Requirement: Show each line of the records below that contains the word "white", copying every such line in full.

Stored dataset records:
## BEGIN

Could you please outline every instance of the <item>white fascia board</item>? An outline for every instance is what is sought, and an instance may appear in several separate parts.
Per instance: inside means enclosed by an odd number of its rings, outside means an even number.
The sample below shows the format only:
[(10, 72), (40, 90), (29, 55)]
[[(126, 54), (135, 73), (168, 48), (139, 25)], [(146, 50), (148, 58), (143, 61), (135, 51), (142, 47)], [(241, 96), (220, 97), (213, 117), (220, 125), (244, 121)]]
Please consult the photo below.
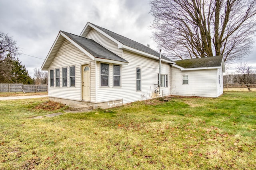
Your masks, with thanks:
[[(125, 50), (133, 52), (136, 54), (138, 54), (141, 55), (142, 55), (147, 57), (149, 58), (151, 58), (151, 59), (155, 59), (156, 60), (159, 60), (159, 57), (158, 57), (156, 56), (155, 56), (154, 55), (148, 54), (148, 53), (145, 53), (143, 51), (141, 51), (134, 49), (133, 48), (130, 47), (128, 47), (126, 45), (124, 45), (123, 44), (122, 45), (118, 45), (118, 49), (120, 49), (122, 50)], [(170, 61), (168, 61), (166, 60), (165, 60), (163, 59), (161, 59), (161, 61), (164, 62), (164, 63), (172, 63), (172, 64), (175, 64), (175, 63), (172, 62)]]
[(87, 27), (88, 27), (88, 26), (90, 26), (90, 27), (92, 27), (94, 29), (96, 30), (97, 31), (99, 32), (100, 33), (102, 34), (105, 37), (106, 37), (110, 39), (110, 40), (111, 40), (112, 41), (116, 43), (117, 43), (118, 44), (118, 46), (119, 45), (122, 45), (122, 43), (121, 43), (120, 42), (118, 41), (117, 41), (117, 40), (116, 40), (114, 38), (113, 38), (111, 36), (109, 35), (108, 34), (106, 33), (105, 32), (102, 31), (101, 29), (100, 29), (99, 28), (97, 28), (97, 27), (95, 27), (94, 25), (93, 25), (91, 24), (91, 23), (90, 23), (89, 22), (88, 22), (87, 23), (87, 24), (86, 24), (86, 25), (85, 26), (85, 27), (84, 29), (84, 30), (83, 30), (83, 31), (82, 32), (82, 33), (81, 33), (80, 35), (82, 35), (83, 34), (83, 33), (84, 33), (84, 31), (85, 31), (86, 28)]
[(183, 67), (181, 67), (180, 66), (178, 66), (178, 65), (176, 65), (176, 64), (171, 64), (171, 65), (172, 66), (174, 66), (174, 67), (176, 67), (176, 68), (179, 68), (179, 69), (180, 69), (180, 70), (182, 70), (182, 69), (184, 69), (184, 68)]
[(210, 69), (218, 69), (220, 68), (220, 66), (218, 67), (197, 67), (194, 68), (183, 68), (182, 69), (182, 71), (186, 71), (189, 70), (209, 70)]
[(95, 57), (95, 61), (100, 61), (101, 62), (108, 63), (110, 63), (116, 64), (121, 65), (128, 65), (128, 63), (122, 62), (122, 61), (116, 61), (115, 60), (109, 60), (108, 59), (101, 59), (100, 58)]
[(41, 70), (42, 71), (47, 71), (47, 70), (48, 70), (48, 68), (44, 68), (44, 65), (45, 64), (47, 61), (48, 60), (48, 59), (49, 58), (50, 55), (52, 53), (52, 50), (53, 49), (54, 47), (55, 47), (55, 45), (56, 44), (56, 43), (58, 40), (59, 38), (60, 37), (60, 32), (59, 33), (59, 34), (57, 36), (57, 37), (55, 39), (55, 41), (54, 41), (54, 43), (52, 46), (52, 47), (51, 47), (51, 49), (50, 49), (50, 51), (49, 51), (49, 53), (48, 53), (48, 55), (47, 55), (47, 56), (46, 57), (46, 58), (44, 60), (44, 63), (43, 63), (42, 65), (41, 66)]
[(83, 34), (86, 30), (86, 28), (87, 28), (87, 27), (88, 27), (88, 24), (89, 23), (89, 22), (88, 22), (86, 23), (86, 25), (85, 25), (85, 26), (84, 26), (84, 29), (83, 29), (83, 31), (82, 31), (82, 32), (80, 34), (80, 35), (79, 35), (80, 37), (82, 37), (82, 36), (83, 35)]
[(218, 66), (218, 67), (196, 67), (196, 68), (184, 68), (183, 67), (181, 67), (180, 66), (179, 66), (176, 64), (171, 64), (171, 65), (172, 66), (174, 66), (175, 67), (176, 67), (180, 69), (180, 70), (181, 71), (189, 71), (189, 70), (209, 70), (211, 69), (218, 69), (218, 68), (221, 68), (220, 66)]
[(94, 60), (94, 59), (95, 57), (92, 54), (91, 54), (90, 53), (89, 53), (88, 51), (87, 51), (85, 49), (84, 49), (83, 47), (81, 47), (80, 45), (76, 43), (75, 41), (73, 41), (71, 39), (69, 38), (65, 34), (64, 34), (64, 33), (62, 33), (61, 31), (60, 32), (60, 34), (62, 36), (63, 36), (64, 37), (64, 38), (66, 38), (68, 40), (70, 43), (72, 43), (75, 46), (77, 47), (77, 48), (79, 49), (84, 54), (86, 55), (88, 57), (89, 57), (90, 58), (92, 59), (92, 60)]

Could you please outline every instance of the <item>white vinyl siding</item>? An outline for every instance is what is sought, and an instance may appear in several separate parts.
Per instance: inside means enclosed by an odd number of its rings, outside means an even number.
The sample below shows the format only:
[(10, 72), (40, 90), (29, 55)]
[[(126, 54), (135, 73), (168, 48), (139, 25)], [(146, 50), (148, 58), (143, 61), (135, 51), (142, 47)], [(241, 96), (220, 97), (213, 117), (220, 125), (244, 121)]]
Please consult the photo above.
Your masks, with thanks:
[[(66, 87), (49, 88), (50, 97), (80, 100), (81, 100), (81, 65), (90, 64), (91, 79), (91, 101), (94, 102), (95, 98), (95, 62), (78, 49), (69, 41), (65, 40), (60, 47), (56, 56), (52, 62), (49, 70), (60, 68), (60, 75), (62, 75), (62, 68), (68, 68), (68, 88)], [(70, 66), (75, 66), (75, 87), (70, 87)], [(60, 84), (62, 84), (60, 78)]]
[(223, 93), (223, 76), (222, 69), (218, 68), (217, 70), (217, 75), (219, 79), (218, 80), (217, 84), (217, 97), (219, 96)]
[[(171, 94), (173, 95), (216, 97), (217, 69), (181, 71), (172, 66)], [(188, 84), (182, 84), (183, 75), (188, 75)]]
[(86, 38), (93, 40), (108, 50), (122, 57), (123, 51), (118, 48), (117, 44), (94, 29), (92, 29), (90, 31)]
[[(159, 61), (138, 55), (127, 51), (124, 52), (124, 58), (128, 61), (128, 65), (122, 65), (122, 86), (116, 88), (113, 86), (113, 79), (110, 78), (109, 88), (100, 87), (100, 63), (97, 63), (98, 72), (96, 79), (97, 83), (97, 102), (102, 102), (114, 100), (123, 100), (126, 104), (137, 100), (147, 100), (157, 97), (168, 96), (170, 94), (169, 87), (161, 88), (160, 94), (154, 93), (157, 86), (156, 82), (159, 71)], [(113, 64), (110, 63), (110, 75), (113, 75)], [(136, 91), (136, 68), (141, 68), (141, 91)], [(170, 66), (168, 64), (162, 62), (161, 72), (168, 75), (170, 80)], [(170, 81), (169, 81), (170, 82)]]

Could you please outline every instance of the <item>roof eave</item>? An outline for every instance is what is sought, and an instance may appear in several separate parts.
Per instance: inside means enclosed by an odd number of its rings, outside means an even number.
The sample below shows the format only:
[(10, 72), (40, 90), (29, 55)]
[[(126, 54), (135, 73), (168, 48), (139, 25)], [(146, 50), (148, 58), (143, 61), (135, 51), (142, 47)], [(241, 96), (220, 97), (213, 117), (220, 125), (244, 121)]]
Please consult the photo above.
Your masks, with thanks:
[(104, 35), (104, 36), (105, 36), (106, 37), (109, 38), (109, 39), (112, 40), (113, 41), (116, 43), (118, 45), (120, 45), (121, 44), (122, 45), (122, 44), (121, 42), (118, 41), (117, 41), (117, 40), (116, 40), (116, 39), (113, 38), (112, 37), (111, 37), (111, 36), (110, 36), (110, 35), (109, 35), (107, 33), (104, 32), (104, 31), (102, 31), (101, 29), (98, 28), (97, 27), (96, 27), (95, 26), (94, 26), (94, 25), (93, 25), (93, 24), (92, 24), (92, 23), (90, 23), (89, 22), (88, 22), (87, 23), (86, 23), (86, 25), (85, 25), (85, 27), (84, 27), (84, 29), (82, 31), (81, 34), (80, 34), (80, 36), (83, 37), (86, 37), (88, 32), (86, 32), (86, 29), (89, 26), (96, 30), (97, 31), (100, 32), (102, 34), (103, 34), (103, 35)]
[(101, 62), (108, 63), (116, 64), (121, 64), (121, 65), (128, 65), (128, 62), (116, 61), (115, 60), (110, 60), (108, 59), (102, 59), (101, 58), (95, 57), (94, 58), (94, 60), (95, 61), (100, 61)]
[[(57, 43), (57, 42), (58, 42), (58, 41), (63, 41), (62, 39), (60, 39), (60, 31), (59, 32), (58, 34), (58, 35), (57, 37), (56, 37), (56, 39), (55, 39), (55, 40), (54, 41), (54, 43), (52, 45), (52, 47), (51, 47), (51, 49), (50, 50), (50, 51), (49, 51), (49, 53), (48, 53), (48, 55), (47, 55), (47, 56), (46, 57), (46, 58), (44, 60), (44, 63), (43, 63), (43, 64), (42, 64), (42, 66), (41, 66), (41, 70), (43, 70), (43, 71), (46, 71), (47, 70), (48, 70), (48, 68), (49, 67), (49, 66), (50, 66), (50, 63), (51, 63), (51, 60), (50, 61), (49, 61), (49, 59), (53, 59), (54, 58), (54, 57), (55, 57), (55, 55), (56, 55), (56, 54), (57, 53), (55, 53), (55, 52), (53, 52), (53, 51), (54, 49), (56, 50), (57, 51), (58, 51), (58, 49), (60, 48), (60, 46), (61, 46), (61, 45), (56, 45), (56, 44)], [(61, 43), (62, 44), (62, 43)]]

## END

Answer to this problem:
Could you please outline every instance of the <item>white fascia board</item>? An outline for every instance is what is sought, and an instance may appear in several separate parts.
Could you please outline every instance of the <item>white vinyl siding</item>? An outline for every instance is what is sought, and an instance may appear in several separate parts.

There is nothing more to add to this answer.